- [The problem]: The entries below must be retyped in full. Keep every word the same.

[Excerpts from a dataset]
---------------

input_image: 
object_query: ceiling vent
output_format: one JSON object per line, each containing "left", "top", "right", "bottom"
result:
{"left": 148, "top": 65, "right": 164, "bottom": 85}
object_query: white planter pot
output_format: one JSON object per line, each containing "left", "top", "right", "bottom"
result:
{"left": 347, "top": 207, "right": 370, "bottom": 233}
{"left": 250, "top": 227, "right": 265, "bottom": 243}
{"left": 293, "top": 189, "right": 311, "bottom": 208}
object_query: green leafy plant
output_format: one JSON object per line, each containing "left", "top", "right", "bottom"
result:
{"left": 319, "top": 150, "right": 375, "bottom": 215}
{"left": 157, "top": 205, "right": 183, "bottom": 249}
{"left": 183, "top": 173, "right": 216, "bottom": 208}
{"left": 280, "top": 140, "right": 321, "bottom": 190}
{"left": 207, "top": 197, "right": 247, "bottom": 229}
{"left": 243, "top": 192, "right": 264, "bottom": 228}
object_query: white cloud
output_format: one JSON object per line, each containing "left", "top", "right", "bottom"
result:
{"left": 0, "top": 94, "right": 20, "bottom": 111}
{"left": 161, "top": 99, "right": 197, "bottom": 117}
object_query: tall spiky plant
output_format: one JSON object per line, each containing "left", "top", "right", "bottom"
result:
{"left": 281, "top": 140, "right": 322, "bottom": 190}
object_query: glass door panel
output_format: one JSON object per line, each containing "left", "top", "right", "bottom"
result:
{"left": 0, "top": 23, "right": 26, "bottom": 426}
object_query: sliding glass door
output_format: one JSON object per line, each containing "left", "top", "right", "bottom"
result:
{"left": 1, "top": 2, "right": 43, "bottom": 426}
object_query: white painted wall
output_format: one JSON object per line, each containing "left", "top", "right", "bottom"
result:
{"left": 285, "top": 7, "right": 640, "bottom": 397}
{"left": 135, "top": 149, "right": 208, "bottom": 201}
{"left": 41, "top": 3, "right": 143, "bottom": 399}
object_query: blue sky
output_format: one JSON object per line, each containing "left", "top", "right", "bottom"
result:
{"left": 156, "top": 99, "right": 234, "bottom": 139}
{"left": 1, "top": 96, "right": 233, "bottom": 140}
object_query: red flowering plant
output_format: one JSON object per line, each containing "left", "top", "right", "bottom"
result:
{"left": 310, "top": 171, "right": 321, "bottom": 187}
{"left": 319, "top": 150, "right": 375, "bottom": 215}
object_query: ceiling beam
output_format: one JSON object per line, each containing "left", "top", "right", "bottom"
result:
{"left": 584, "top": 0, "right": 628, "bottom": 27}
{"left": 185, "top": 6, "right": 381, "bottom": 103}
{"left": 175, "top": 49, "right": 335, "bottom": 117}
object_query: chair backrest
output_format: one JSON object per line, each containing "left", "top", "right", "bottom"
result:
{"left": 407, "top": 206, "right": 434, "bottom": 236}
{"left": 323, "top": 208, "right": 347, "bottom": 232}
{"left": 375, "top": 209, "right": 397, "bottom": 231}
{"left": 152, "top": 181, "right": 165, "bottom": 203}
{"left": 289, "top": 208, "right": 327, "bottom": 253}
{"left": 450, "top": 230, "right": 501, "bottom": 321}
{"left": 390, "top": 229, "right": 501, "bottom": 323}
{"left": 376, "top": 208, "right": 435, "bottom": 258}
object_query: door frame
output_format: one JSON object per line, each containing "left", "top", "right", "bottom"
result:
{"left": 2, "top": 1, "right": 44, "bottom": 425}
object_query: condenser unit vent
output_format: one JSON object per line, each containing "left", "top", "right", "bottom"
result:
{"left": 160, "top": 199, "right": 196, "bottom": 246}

---------------

- [Exercise answer]:
input_image: 
object_query: ceiling vent
output_format: one JSON object per line, each containing "left", "top", "right", "bottom"
result:
{"left": 148, "top": 65, "right": 164, "bottom": 85}
object_query: white planter pot
output_format: one JSON object per line, each containing "left", "top", "right", "bottom"
result:
{"left": 347, "top": 207, "right": 370, "bottom": 233}
{"left": 250, "top": 227, "right": 265, "bottom": 243}
{"left": 293, "top": 189, "right": 311, "bottom": 208}
object_query: green leafy plant
output_format: one JSON object per line, each containing "left", "top", "right", "bottom"
result:
{"left": 319, "top": 150, "right": 375, "bottom": 215}
{"left": 157, "top": 205, "right": 183, "bottom": 249}
{"left": 183, "top": 173, "right": 216, "bottom": 208}
{"left": 280, "top": 140, "right": 321, "bottom": 190}
{"left": 207, "top": 197, "right": 247, "bottom": 229}
{"left": 243, "top": 192, "right": 264, "bottom": 228}
object_query: white cloud
output_format: one JSON object per line, each containing "left", "top", "right", "bottom"
result:
{"left": 0, "top": 94, "right": 20, "bottom": 111}
{"left": 161, "top": 99, "right": 197, "bottom": 117}
object_query: tall spiky plant
output_format: one JSON object per line, each containing "left", "top", "right", "bottom"
result:
{"left": 281, "top": 140, "right": 322, "bottom": 190}
object_query: glass door panel
output_format: one JSON object per line, each containing "left", "top", "right", "bottom"
result:
{"left": 0, "top": 23, "right": 26, "bottom": 426}
object_query: sliding glass door
output_format: one JSON object per line, each containing "left", "top", "right", "bottom"
result:
{"left": 1, "top": 2, "right": 43, "bottom": 426}
object_query: white painted wall
output_format: one JSON object per line, each containing "left", "top", "right", "bottom"
result:
{"left": 285, "top": 7, "right": 640, "bottom": 397}
{"left": 135, "top": 149, "right": 208, "bottom": 201}
{"left": 41, "top": 3, "right": 143, "bottom": 399}
object_query: blue sky
output_format: one JSON object per line, each containing "left", "top", "right", "bottom"
result:
{"left": 156, "top": 99, "right": 234, "bottom": 139}
{"left": 1, "top": 96, "right": 233, "bottom": 140}
object_query: red flowering plant
output_format: one JSON object per line, each containing "left", "top", "right", "bottom"
result:
{"left": 310, "top": 171, "right": 321, "bottom": 187}
{"left": 319, "top": 150, "right": 375, "bottom": 215}
object_query: ceiling beam
output_format: one JSON object per line, each containing "left", "top", "right", "bottom"
result:
{"left": 584, "top": 0, "right": 628, "bottom": 27}
{"left": 185, "top": 6, "right": 381, "bottom": 103}
{"left": 175, "top": 49, "right": 335, "bottom": 117}
object_query: chair backrest
output_format: one JSON object per line, each containing "left", "top", "right", "bottom"
result:
{"left": 407, "top": 206, "right": 434, "bottom": 236}
{"left": 323, "top": 208, "right": 347, "bottom": 232}
{"left": 375, "top": 209, "right": 397, "bottom": 231}
{"left": 152, "top": 181, "right": 165, "bottom": 203}
{"left": 289, "top": 208, "right": 327, "bottom": 253}
{"left": 450, "top": 230, "right": 501, "bottom": 321}
{"left": 390, "top": 229, "right": 501, "bottom": 323}
{"left": 376, "top": 208, "right": 435, "bottom": 258}
object_query: door frame
output_format: one JSON object per line, each containing "left", "top", "right", "bottom"
result:
{"left": 2, "top": 1, "right": 44, "bottom": 425}
object_query: condenser unit vent
output_format: one JSON object per line, each containing "left", "top", "right", "bottom"
result:
{"left": 160, "top": 199, "right": 196, "bottom": 246}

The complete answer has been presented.